+++ Trecho do documento +++
Acórdãos

Tribunal de Última Instância

    • Data da Decisão Número Espécie Texto integral
    • 11/03/2022 8/2022 Recurso em processo penal
    • Assunto

      Crime de “tráfico ilícito de estupefacientes”.
      Erro notório na apreciação da prova.
      Contradição insanável da fundamentação.
      Tentativa.
      Declaração de perda de objectos.
      Pressupostos.
      (Requalificação jurídico-penal).

      Sumário

      1. O crime de “tráfico ilícito de estupefacientes” reconduz-se à categoria dos designados “crimes de perigo abstracto” e “de perigo comum”.

      Nos “crimes de perigo abstracto”, a Lei basta-se com a aptidão (genérica) de determinadas condutas para constituírem um perigo que atinja determinados bens e valores, baseando-se na suposição legal de que determinados comportamentos são geralmente perigosos para esses bens e valores.

      Por sua vez, fala-se em “crime de perigo comum” face à multiplicidade de bens jurídicos que se pretende salvaguardar.
+++ Registos fornecidos +++
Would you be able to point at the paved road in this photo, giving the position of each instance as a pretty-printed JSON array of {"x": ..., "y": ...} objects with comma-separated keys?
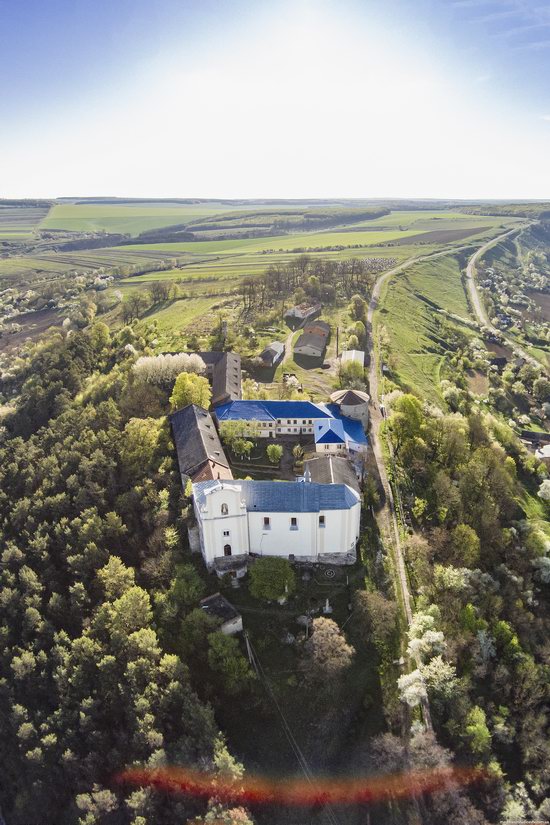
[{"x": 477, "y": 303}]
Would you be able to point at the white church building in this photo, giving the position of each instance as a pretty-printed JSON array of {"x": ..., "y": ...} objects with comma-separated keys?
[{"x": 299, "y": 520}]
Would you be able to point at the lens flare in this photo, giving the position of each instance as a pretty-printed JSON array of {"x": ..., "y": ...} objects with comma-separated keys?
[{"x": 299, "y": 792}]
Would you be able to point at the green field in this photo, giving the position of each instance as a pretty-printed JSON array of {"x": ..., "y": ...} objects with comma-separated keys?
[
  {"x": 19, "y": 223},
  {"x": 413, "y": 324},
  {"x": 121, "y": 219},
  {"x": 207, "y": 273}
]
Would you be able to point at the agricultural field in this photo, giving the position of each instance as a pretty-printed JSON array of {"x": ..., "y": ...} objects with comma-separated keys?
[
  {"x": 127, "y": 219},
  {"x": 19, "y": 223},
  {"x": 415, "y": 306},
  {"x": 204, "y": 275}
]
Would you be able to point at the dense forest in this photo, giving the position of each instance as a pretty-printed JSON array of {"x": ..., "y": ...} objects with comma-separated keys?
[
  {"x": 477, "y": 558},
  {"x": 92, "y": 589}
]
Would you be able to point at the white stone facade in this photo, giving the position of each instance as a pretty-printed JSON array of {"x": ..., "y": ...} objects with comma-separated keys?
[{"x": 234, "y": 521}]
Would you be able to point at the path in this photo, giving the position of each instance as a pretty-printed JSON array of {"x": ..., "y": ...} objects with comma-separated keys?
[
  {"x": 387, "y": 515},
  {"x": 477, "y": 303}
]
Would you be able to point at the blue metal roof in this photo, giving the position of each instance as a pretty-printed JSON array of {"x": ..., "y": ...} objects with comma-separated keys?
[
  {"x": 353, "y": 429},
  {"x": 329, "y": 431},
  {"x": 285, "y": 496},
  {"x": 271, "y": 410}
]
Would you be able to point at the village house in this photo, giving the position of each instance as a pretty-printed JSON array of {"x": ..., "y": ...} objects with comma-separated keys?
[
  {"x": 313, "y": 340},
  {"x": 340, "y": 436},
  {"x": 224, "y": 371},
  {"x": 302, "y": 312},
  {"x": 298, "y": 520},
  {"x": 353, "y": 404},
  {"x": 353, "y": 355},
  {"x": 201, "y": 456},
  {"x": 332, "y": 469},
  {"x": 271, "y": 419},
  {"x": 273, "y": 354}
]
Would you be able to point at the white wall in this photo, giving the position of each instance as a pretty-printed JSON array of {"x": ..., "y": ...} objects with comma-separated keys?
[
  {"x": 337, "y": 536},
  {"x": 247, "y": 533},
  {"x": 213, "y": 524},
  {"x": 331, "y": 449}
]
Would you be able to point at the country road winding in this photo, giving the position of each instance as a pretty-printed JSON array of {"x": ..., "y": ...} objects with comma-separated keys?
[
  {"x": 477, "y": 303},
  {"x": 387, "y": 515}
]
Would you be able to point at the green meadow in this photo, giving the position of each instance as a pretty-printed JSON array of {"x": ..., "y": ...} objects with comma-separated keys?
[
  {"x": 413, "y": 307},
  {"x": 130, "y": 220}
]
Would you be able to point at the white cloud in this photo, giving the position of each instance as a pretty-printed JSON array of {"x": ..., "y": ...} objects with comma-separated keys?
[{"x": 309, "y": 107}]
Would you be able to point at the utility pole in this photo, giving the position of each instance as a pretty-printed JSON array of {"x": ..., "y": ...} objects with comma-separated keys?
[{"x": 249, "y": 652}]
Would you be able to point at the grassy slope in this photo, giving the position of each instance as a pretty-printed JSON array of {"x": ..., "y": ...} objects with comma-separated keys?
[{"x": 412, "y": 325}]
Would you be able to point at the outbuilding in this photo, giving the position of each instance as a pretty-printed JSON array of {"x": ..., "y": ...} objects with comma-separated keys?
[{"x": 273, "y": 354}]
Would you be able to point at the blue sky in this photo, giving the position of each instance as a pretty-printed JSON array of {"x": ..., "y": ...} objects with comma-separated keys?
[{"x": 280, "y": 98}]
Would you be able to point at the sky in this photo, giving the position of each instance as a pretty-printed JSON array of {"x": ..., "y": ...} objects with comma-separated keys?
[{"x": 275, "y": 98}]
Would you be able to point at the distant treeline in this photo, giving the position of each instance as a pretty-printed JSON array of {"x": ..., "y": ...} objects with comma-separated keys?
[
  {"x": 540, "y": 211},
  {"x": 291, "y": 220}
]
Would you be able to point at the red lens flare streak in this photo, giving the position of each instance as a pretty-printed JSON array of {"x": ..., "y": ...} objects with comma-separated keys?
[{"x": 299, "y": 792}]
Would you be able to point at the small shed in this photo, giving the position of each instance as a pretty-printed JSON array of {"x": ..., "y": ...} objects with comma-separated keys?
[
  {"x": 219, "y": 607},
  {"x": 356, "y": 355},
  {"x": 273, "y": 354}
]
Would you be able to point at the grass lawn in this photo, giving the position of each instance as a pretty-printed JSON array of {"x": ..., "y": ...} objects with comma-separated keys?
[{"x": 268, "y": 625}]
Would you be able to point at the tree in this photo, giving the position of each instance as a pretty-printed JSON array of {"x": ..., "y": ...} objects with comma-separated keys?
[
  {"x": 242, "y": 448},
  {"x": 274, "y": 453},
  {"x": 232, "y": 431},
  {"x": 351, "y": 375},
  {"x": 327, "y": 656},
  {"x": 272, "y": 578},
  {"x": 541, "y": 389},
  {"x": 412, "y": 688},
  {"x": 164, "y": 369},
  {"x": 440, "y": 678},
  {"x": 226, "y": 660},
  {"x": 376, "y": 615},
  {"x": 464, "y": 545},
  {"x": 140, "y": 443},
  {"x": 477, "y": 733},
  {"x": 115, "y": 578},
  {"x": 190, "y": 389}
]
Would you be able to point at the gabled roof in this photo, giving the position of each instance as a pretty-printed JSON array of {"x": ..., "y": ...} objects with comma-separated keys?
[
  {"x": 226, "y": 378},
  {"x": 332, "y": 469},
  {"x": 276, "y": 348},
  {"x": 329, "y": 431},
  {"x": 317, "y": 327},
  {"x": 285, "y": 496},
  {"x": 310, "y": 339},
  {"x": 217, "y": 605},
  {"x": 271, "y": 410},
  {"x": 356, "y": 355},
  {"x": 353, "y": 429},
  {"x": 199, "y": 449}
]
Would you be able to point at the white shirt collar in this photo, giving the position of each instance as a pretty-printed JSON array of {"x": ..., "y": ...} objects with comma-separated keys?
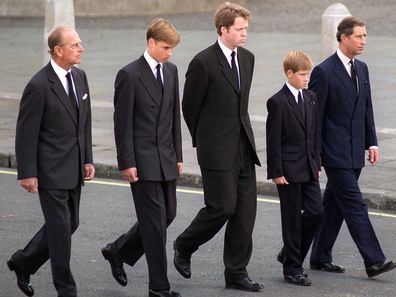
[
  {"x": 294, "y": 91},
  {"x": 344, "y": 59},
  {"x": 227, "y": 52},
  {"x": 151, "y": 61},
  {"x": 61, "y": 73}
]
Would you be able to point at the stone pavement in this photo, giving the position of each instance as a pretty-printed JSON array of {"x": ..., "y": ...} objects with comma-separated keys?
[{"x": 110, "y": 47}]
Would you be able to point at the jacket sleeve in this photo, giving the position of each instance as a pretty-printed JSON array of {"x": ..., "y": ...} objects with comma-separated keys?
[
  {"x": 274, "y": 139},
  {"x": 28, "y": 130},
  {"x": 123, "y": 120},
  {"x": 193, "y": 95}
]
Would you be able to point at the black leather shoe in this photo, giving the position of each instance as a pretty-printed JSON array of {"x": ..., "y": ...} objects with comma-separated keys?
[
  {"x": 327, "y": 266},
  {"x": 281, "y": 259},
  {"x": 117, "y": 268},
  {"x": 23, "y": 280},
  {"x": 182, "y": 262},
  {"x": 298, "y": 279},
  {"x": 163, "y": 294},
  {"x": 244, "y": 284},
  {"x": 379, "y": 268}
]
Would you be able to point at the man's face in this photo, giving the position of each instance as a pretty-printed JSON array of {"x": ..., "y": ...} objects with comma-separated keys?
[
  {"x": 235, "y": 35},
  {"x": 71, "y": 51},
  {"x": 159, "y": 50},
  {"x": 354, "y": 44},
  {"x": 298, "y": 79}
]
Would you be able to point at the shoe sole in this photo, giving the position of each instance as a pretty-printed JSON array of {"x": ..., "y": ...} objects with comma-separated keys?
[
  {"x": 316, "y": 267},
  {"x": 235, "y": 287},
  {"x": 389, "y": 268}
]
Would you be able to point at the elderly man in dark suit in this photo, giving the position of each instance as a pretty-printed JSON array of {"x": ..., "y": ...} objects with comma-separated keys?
+++
— Objetivo 1 —
Traduza para inglês esta frase do acórdão: «Por sua vez, fala-se em “crime de perigo comum” face à multiplicidade de bens jurídicos que se pretende salvaguardar.»
— Objetivo 2 —
Segundo o acórdão, por que razão a Lei se basta, nos "crimes de perigo abstracto", com a aptidão genérica de certas condutas para constituírem um perigo? Responda em uma a três frases.

— Resposta do exercício 1 —
In turn, one speaks of a "crime of common danger" in view of the multiplicity of legal interests that are meant to be safeguarded.

— Resposta do exercício 2 —
A Lei basta-se com essa aptidão genérica porque parte da suposição legal de que determinados comportamentos são geralmente perigosos para certos bens e valores. Não exige, por isso, que o perigo para esses bens e valores se concretize.